Records in a dataset
════════════════
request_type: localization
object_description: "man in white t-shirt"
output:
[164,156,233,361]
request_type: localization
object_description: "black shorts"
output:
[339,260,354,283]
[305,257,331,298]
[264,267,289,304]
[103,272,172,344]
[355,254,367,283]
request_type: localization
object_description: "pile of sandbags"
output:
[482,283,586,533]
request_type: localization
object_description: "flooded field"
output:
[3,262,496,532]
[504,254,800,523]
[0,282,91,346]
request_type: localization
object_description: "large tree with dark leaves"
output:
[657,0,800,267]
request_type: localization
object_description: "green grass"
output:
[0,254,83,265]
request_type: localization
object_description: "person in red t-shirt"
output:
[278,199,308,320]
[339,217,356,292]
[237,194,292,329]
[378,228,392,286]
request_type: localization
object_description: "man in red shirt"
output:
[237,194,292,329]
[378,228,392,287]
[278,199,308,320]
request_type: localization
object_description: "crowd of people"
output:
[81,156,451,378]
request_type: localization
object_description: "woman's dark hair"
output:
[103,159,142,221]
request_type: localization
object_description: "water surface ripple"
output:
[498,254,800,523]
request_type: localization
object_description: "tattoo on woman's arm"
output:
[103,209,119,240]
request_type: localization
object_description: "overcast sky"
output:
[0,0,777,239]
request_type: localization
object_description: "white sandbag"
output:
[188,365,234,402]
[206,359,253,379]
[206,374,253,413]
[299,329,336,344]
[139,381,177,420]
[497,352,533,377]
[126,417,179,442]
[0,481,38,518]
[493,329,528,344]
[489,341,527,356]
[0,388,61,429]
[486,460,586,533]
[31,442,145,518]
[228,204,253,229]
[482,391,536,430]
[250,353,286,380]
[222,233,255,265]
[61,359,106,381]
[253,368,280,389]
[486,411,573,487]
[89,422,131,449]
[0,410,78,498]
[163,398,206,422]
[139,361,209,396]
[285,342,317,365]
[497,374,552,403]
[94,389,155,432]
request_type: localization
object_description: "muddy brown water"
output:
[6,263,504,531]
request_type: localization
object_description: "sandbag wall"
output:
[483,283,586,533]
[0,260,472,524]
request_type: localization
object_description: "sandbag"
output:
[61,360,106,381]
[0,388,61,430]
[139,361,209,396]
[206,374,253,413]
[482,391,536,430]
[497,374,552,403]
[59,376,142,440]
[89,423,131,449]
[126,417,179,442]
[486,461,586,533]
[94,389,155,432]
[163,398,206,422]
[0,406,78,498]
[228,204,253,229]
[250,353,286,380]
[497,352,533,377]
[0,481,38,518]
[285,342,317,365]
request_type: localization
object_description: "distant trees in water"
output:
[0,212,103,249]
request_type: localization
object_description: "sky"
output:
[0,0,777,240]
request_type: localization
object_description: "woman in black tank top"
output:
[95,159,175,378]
════════════════
**PROBLEM TO WORK ON:**
Rewrite all of the records above, changing every "t-shirt" to "tee" and leaving everything else unchanged.

**SOLUTION FOR THIS PROBLEM:**
request_type: localization
object_description: "man in white tee"
output:
[164,156,233,361]
request_type: localization
object_description: "black shorts"
output:
[339,260,354,283]
[305,257,331,298]
[264,267,289,304]
[103,272,172,344]
[355,254,367,283]
request_type: localization
object_description: "pile of sandbags"
output:
[482,283,586,533]
request_type: localization
object_description: "flooded field"
output:
[3,262,496,532]
[504,254,800,523]
[0,282,91,346]
request_type: localization
object_description: "large tree with dark leaves"
output:
[657,0,800,267]
request_type: localization
object_description: "green grass"
output:
[0,254,83,265]
request_type: localization
object_description: "person in red tee"
output:
[278,199,308,320]
[339,217,356,292]
[237,194,292,329]
[378,228,392,286]
request_type: localization
object_description: "man in red shirt"
output:
[237,194,292,329]
[378,228,392,287]
[278,199,308,320]
request_type: localization
object_description: "crowd of people"
output:
[81,156,451,378]
request_type: localization
object_description: "woman's dark hair"
output:
[103,159,142,221]
request_type: localization
object_description: "water surface ripple"
output:
[498,254,800,523]
request_type: localization
object_description: "tattoo on woman's arm"
output:
[103,209,119,240]
request_type: localization
object_description: "overcast sky"
output:
[0,0,777,239]
request_type: localization
object_description: "white sandbag"
output:
[188,365,234,402]
[206,359,253,379]
[206,374,253,413]
[299,329,336,344]
[139,381,177,420]
[497,352,533,377]
[126,417,179,442]
[0,481,38,518]
[493,329,528,344]
[489,341,527,356]
[0,388,61,429]
[486,460,586,533]
[31,442,145,518]
[228,204,253,229]
[482,391,536,430]
[250,353,286,380]
[222,233,255,265]
[61,359,106,381]
[253,368,280,389]
[486,411,573,487]
[89,422,131,449]
[0,410,78,498]
[163,398,206,422]
[139,361,209,396]
[285,342,317,365]
[497,374,552,403]
[94,389,155,432]
request_type: localization
object_description: "muddy brown water"
output:
[6,263,504,531]
request_type: localization
object_description: "sandbag wall"
output:
[483,283,586,533]
[0,260,472,524]
request_type: localization
object_description: "sandbag"
output:
[61,360,106,381]
[0,388,61,430]
[139,361,209,396]
[206,374,253,413]
[482,391,536,430]
[497,374,552,403]
[59,376,142,440]
[89,423,131,449]
[126,417,179,442]
[486,461,586,533]
[94,389,155,432]
[163,398,206,422]
[0,406,78,498]
[228,204,253,229]
[250,353,286,380]
[497,352,533,377]
[0,481,38,518]
[285,342,317,365]
request_type: localization
object_description: "distant trees in water"
output:
[0,212,103,249]
request_type: localization
object_description: "sky"
output:
[0,0,777,240]
request_type: localization
object_description: "woman in black tank top"
output:
[95,159,175,378]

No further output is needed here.